Recorded data:

+===+

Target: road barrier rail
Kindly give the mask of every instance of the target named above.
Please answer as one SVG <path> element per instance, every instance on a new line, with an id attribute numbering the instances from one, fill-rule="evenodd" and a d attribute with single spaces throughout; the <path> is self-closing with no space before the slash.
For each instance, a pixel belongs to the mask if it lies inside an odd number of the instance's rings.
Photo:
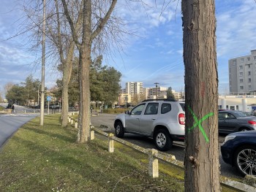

+===+

• Problem details: Reproduce the rows above, substituting "highway guardrail" for "road barrier rail" and leaving everything else unchanged. Omit the pictures from your answer.

• Final answer:
Target: highway guardrail
Kindly give the mask of every instance of the target named above.
Please answer as one SVG <path> element per instance, every instance on a new line, with an id attribute numbering the instances from one, fill-rule="evenodd" and a d attribute with single spaces throughout; the <path> is self-closing with no space before the slash.
For each instance, a pixel belongs to the mask if it lies inside an odd number of the instance's rings.
Photo:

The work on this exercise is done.